## Object position labeling entries

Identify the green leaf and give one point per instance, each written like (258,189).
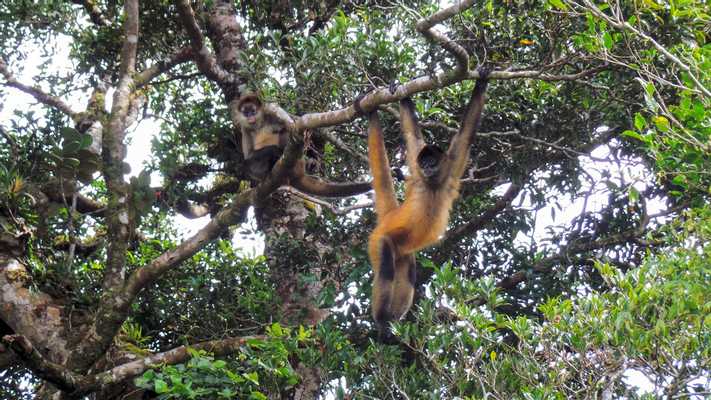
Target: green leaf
(633,135)
(607,40)
(72,162)
(662,123)
(639,121)
(85,141)
(258,396)
(159,386)
(558,4)
(252,377)
(633,194)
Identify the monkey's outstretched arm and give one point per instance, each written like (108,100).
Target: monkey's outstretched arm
(310,185)
(385,199)
(411,131)
(458,152)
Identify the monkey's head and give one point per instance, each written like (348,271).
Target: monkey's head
(429,161)
(251,109)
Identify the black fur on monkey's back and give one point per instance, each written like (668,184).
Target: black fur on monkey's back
(433,185)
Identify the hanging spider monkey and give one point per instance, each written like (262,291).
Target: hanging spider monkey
(418,222)
(264,138)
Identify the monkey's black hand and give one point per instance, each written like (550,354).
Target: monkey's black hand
(398,175)
(357,106)
(484,71)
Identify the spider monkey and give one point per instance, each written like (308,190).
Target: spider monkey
(431,188)
(264,138)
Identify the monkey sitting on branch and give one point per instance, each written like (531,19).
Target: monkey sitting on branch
(264,137)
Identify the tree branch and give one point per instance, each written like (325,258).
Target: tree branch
(383,95)
(78,385)
(205,60)
(621,24)
(119,218)
(31,358)
(36,92)
(234,213)
(425,25)
(177,355)
(329,206)
(183,55)
(95,14)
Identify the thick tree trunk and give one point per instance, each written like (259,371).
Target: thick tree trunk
(283,221)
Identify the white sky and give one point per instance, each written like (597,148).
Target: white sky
(139,152)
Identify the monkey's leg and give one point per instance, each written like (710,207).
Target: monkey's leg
(383,276)
(403,286)
(385,199)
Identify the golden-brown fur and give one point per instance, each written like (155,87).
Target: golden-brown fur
(433,185)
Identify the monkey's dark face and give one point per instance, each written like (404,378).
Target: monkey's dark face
(429,160)
(250,111)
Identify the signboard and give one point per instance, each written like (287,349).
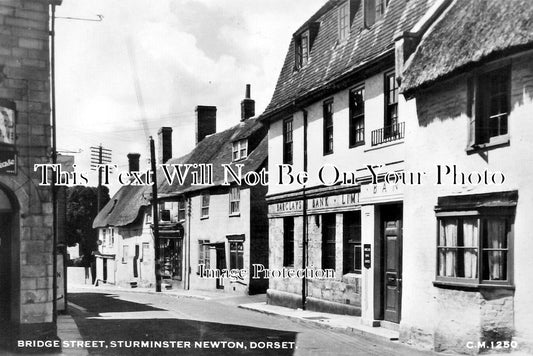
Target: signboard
(367,255)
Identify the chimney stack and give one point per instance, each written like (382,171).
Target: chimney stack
(206,121)
(165,144)
(247,105)
(133,162)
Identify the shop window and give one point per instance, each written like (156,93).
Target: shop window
(145,251)
(489,107)
(357,116)
(475,246)
(205,205)
(352,242)
(288,242)
(236,255)
(328,241)
(203,254)
(287,141)
(328,126)
(234,200)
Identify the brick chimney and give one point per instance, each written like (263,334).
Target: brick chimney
(247,105)
(133,162)
(206,121)
(164,152)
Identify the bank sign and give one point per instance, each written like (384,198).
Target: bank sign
(318,205)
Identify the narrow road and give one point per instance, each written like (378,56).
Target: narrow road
(125,323)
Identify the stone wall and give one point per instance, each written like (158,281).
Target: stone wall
(24,80)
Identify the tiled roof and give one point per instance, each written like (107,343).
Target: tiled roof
(470,32)
(330,61)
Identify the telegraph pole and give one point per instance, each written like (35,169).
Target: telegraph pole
(155,215)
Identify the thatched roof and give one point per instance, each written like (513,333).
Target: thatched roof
(330,62)
(469,33)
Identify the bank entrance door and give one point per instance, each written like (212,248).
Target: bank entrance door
(392,262)
(5,266)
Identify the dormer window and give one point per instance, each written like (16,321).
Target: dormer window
(240,149)
(302,49)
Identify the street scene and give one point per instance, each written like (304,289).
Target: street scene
(304,177)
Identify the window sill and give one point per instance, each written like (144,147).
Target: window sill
(495,142)
(471,286)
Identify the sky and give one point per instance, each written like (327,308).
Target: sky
(182,53)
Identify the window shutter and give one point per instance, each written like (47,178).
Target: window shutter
(370,12)
(471,111)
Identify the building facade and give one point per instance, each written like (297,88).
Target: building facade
(27,303)
(335,115)
(467,249)
(224,218)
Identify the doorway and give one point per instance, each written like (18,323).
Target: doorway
(5,266)
(391,218)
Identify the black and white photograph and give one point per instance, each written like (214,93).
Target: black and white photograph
(266,177)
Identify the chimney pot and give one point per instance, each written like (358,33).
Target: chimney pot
(247,105)
(165,144)
(133,162)
(206,121)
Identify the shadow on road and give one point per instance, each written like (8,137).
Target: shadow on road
(197,337)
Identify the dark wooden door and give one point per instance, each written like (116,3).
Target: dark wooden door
(221,263)
(5,266)
(392,269)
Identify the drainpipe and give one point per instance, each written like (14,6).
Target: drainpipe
(305,232)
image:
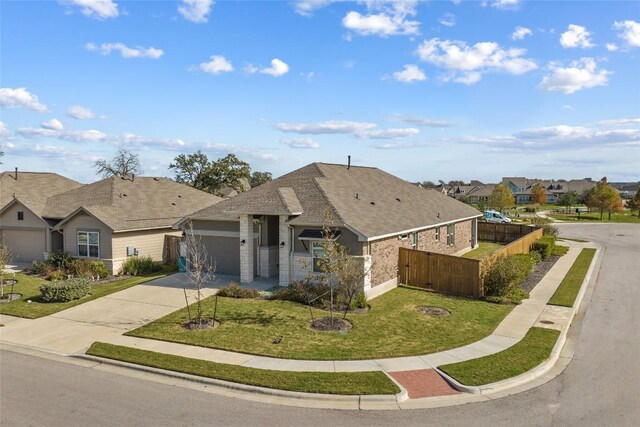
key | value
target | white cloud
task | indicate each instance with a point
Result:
(195, 10)
(4, 131)
(125, 51)
(576, 36)
(304, 142)
(278, 68)
(218, 64)
(98, 9)
(520, 33)
(630, 32)
(421, 121)
(384, 18)
(53, 124)
(448, 19)
(78, 112)
(363, 130)
(20, 98)
(410, 74)
(582, 74)
(505, 4)
(468, 63)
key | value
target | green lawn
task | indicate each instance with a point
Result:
(391, 328)
(29, 287)
(566, 293)
(483, 249)
(348, 383)
(595, 217)
(534, 349)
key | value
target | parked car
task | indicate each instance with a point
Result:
(493, 216)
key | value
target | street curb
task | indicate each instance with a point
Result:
(545, 366)
(282, 397)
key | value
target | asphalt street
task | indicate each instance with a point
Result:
(601, 386)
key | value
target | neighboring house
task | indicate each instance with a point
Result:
(522, 187)
(275, 229)
(24, 227)
(118, 217)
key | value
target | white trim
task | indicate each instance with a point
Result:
(217, 233)
(455, 221)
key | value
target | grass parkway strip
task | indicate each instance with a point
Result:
(29, 287)
(568, 290)
(344, 383)
(534, 349)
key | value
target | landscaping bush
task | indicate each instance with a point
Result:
(304, 291)
(544, 246)
(136, 266)
(507, 274)
(65, 291)
(88, 268)
(235, 291)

## PROBLEM STATEMENT
Keep the pictures out of the copy and return the rest of the data above exactly.

## TASK RESULT
Identify the green leaf and give one point per instance, each written like (258,189).
Target: green leaf
(633,135)
(607,40)
(72,162)
(662,123)
(639,121)
(85,141)
(258,396)
(159,386)
(558,4)
(252,377)
(633,194)
Identify the monkey's outstretched arm and give one point per instance, each written like (108,100).
Target: monkey's outstretched arm
(310,185)
(385,199)
(411,131)
(458,152)
Identify the monkey's head and give one point per instance, each written like (348,271).
Target: monkey's head
(429,161)
(251,109)
Identify the black fur on monkey's back and give one point per instance, each written like (668,184).
Target: black fur on monkey's back
(433,185)
Identify the hanging spider monkey and give one point per instance, each written like (262,291).
Target: hanging spider monkey
(418,222)
(264,138)
Identify the monkey's black hand and give one point per instance, each written like (550,354).
Target: monkey's black hand
(398,175)
(357,106)
(484,71)
Identify the spider monkey and give one point per instance, each written like (308,190).
Target: spider monkey
(431,188)
(264,138)
Identify the monkey sitting on branch and give one point per instance, each written like (531,19).
Target: monkey sitting on branch
(264,137)
Identify the tree branch and give one point per instance, each written like (325,258).
Target: tree branch
(383,95)
(78,385)
(205,60)
(621,24)
(119,218)
(31,358)
(36,92)
(234,213)
(425,25)
(177,355)
(329,206)
(183,55)
(95,14)
Identify the thick tree trunk and give one point per instance, each written like (259,371).
Target: thick tree trunk
(283,221)
Identify the white sky and give one point per instance, each written like (597,148).
Target: white sky
(139,152)
Identify the monkey's leg and give one point per instance, each written like (710,207).
Target: monkey's leg
(383,276)
(403,286)
(385,199)
Identify the golden-brown fur and give one point per instance, each written like (155,87).
Target: golden-brown fur
(433,185)
Identify the monkey's dark face and give one point per instance, each written like (404,378).
Target: monkey's dark face
(429,160)
(250,111)
Identify the signboard and give one point per instance, each written like (287,349).
Target: signboard
(367,255)
Identify the chimney stack and give one point per instance, each written like (382,171).
Target: chimney stack
(206,121)
(165,144)
(247,105)
(133,162)
Identify the shop window and give one point per instance, each written like (156,93).
Target: shop window
(145,251)
(489,107)
(357,116)
(475,246)
(205,205)
(352,242)
(288,242)
(236,255)
(328,241)
(203,254)
(287,141)
(328,126)
(234,200)
Identify the brick chimney and give one point per instance, each written like (263,334).
Target: brick chimney
(247,105)
(133,162)
(206,121)
(164,152)
Identify the bank sign and give one point per instance, each written like (384,198).
Target: bank sign
(318,205)
Identify the narrow road and give one point per instance, each written like (378,56).
Target: narrow road
(125,323)
Identify the stone wall and give one point per instance, each written like (158,281).
Target: stone wall
(24,80)
Identify the tiled roof and give one point per instance, each written like (107,343).
Target: tiled roof
(470,32)
(330,61)
Identify the telegraph pole and give one point per instance, each written like (35,169).
Target: telegraph pole
(155,215)
Identify the thatched roof and give one point per instance, each written like (513,333).
Target: thatched roof
(330,62)
(469,33)
Identify the bank entrance door and give one point per instance, each written like (212,248).
Target: bank entrance door
(392,262)
(5,266)
Identify the dormer window and give one point per instance, each written like (16,321).
Target: dormer window
(240,149)
(302,49)
Identify the street scene and give one point per instance, each written like (304,289).
Target: street scene
(304,177)
Identify the window sill and give one point per instance, each written like (144,147).
Target: window sill
(495,142)
(471,286)
Identify the sky and give one point per instance, each written like (327,308).
Target: sky
(182,53)
Identify the window shutter and give one point per instance, each written like (47,178).
Target: window shutter
(370,12)
(471,111)
Identify the building facade and give one point per instance, each written like (297,88).
Target: building facade
(27,303)
(335,115)
(467,249)
(224,218)
Identify the doorway and give one point per instance, each written like (18,323).
Target: doorway
(5,266)
(391,218)
Identify the black and white photograph and give one point per instance, each written like (214,93).
Target: black and white photograph
(266,177)
Identify the chimney pot and give one point per instance, each written like (358,33).
Target: chimney pot
(247,105)
(165,144)
(133,162)
(206,121)
Identify the shadow on road and give one point per instance, each written like (8,137).
Target: shadow on road
(197,337)
Identify the dark wooden door and give one point per instance, each written like (116,3).
Target: dark wooden door
(221,263)
(5,266)
(392,269)
Identify the drainpipe and give one point per instance, each written like (14,6).
Target: drainpipe
(305,232)
image:
key | value
target | white cloud
task | indicate each instance with a point
Result:
(195, 10)
(4, 131)
(125, 51)
(576, 36)
(304, 142)
(278, 68)
(218, 64)
(98, 9)
(520, 33)
(630, 32)
(421, 121)
(384, 18)
(53, 124)
(448, 19)
(78, 112)
(363, 130)
(20, 98)
(410, 74)
(582, 74)
(505, 4)
(468, 63)
key | value
target | green lawn
task | indicate each instance with a point
Result:
(391, 328)
(29, 287)
(566, 293)
(483, 249)
(348, 383)
(595, 217)
(534, 349)
key | value
target | parked car
task | indicate each instance with a point
Result:
(493, 216)
key | value
target | street curb
task | indicate each instance with a point
Result:
(545, 366)
(282, 397)
key | value
target | asphalt street
task | indicate each instance with a point
Result:
(601, 386)
key | value
target | neighboring house
task | indicate each instance with a point
Result:
(522, 187)
(275, 229)
(24, 227)
(118, 217)
key | value
target | white trim
task | indicate each instance with a point
Result:
(217, 233)
(455, 221)
key | value
target | grass parkway strip
task | indicate each instance with a point
Result:
(29, 287)
(568, 290)
(344, 383)
(534, 349)
key | value
target | landscaping bush
task | indicate each instance with a point
Result:
(304, 291)
(544, 246)
(136, 266)
(507, 274)
(65, 291)
(88, 268)
(235, 291)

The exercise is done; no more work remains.